Brightside was the first of three full-length albums released by New York hardcore band Killing Time. It was released in November 1989 on In Effect Records, a division of Relativity Records, and subsequently re-released in 1995 by Lost & Found Records in Europe, and Victory Records in the U.S. – both with bonus tracks. Both re-issue versions have three tracks from the Happy Hour EP released in 1992. The Victory Records re-issue also has material from the first Raw Deal demo made in 1988, of which five tracks were re-recorded for this album.

The band had previously gone by the name of Raw Deal, until a threatened lawsuit by another band of the same name caused them to change their name as they were entering the studio to record this release. Their guitarist, Mike Sentkiewitz, left the band prior to recording to pursue a different musical direction. Many of the songs he helped pen, however, are included on this album. Shortly after the album was released, the band went into their first hiatus and did not return to the studio until 1992 for the Happy Hour EP. Their next full-length album did not come until 1997, with The Method.

Tasks
[1] Please write out the passage on the Killing Time album Brightside from "The band had" up to and including "with The Method.".
[2] Continue the passage on the Killing Time album Brightside from the point where it stops.

Given data
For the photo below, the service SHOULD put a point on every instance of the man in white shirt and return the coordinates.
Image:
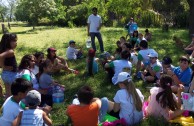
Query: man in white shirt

Responses to the exercise
[1]
The band had previously gone by the name of Raw Deal, until a threatened lawsuit by another band of the same name caused them to change their name as they were entering the studio to record this release. Their guitarist, Mike Sentkiewitz, left the band prior to recording to pursue a different musical direction. Many of the songs he helped pen, however, are included on this album. Shortly after the album was released, the band went into their first hiatus and did not return to the studio until 1992 for the Happy Hour EP. Their next full-length album did not come until 1997, with The Method.

[2]
Overview 
Brightside not so much launched the careers of Killing Time but solidified their local reputation and radiated New York hardcore to a further audience. The band was already well known in the locality, as Raw Deal played extensively in clubs like the Ritz Theater and CBGB's in New York City. They became notable for what was known at the time as "tough-guy" hardcore – that is to say a brand of hardcore punk which was often harsher, more basic and heavier than its preceding type, and certainly more so than the west coast brand of California punk. Comparisons with thrash metal – also popular at the time – could have been drawn, but New York hardcore lacked the guitar solos of the alternate genre. The vocal style was also different – complete with gang backing vocals.

The material on Brightside was typical of the genre at the time – short and brutal songs, never exceeding three minutes and, more often than not, around the 90 second mark. Along with Gorilla Biscuits, Sick of It All and the less NYHC-sounding Murphy's Law, Killing Time made their place in hardcore history and went on to influence a new generation of hardcore in the mid-1990s.

Track listing 
"Cheap Thrills" (Anthony Comunale, Mike Sentkiewitz) – 1:06
"Brightside" (Anthony Drago, Carl Porcaro, Sentkiewitz, Rich McLoughlin) – 2:29
"Fools Die" (Drago, Porcaro) – 2:19
"Tell Tale" (Drago, Porcaro, McLoughlin) – 1:29
"What I Want" (Drago, Porcaro) – 2:11
"No More Mr. Nice Guy" (Drago, Porcaro, McLoughlin) – 2:44
"My Reason" (Sentkiewitz) – 2:13
"New Release" (Comunale, Porcaro, McLoughlin) – 1:42
"Backtrack" (Drago, Porcaro, Sentkiewitz) – 2:36
"Wall of Hate" (Drago, Porcaro) – 1:28
"Wisdom" (Drago, Porcaro, McLoughlin) – 2:54

The Lost & Found, and Victory Records 1995 reissues had the following bonus tracks, originally on the Happy Hour EP
 "Happy Hour" – 3:12
 "Going Somewhere" – 2:17
 "Whole Lotta Nuthin'" – 3:58
The Victory Records version also has the following tracks, from the original Raw Deal demo of 1988
 "Wall of Hate"
 "Tell Tale"
 "New Release"
 "Only the Strong Survive"
 "My Reason"
 "No More Mr. Nice Guy"
 "The Lines Are Drawn"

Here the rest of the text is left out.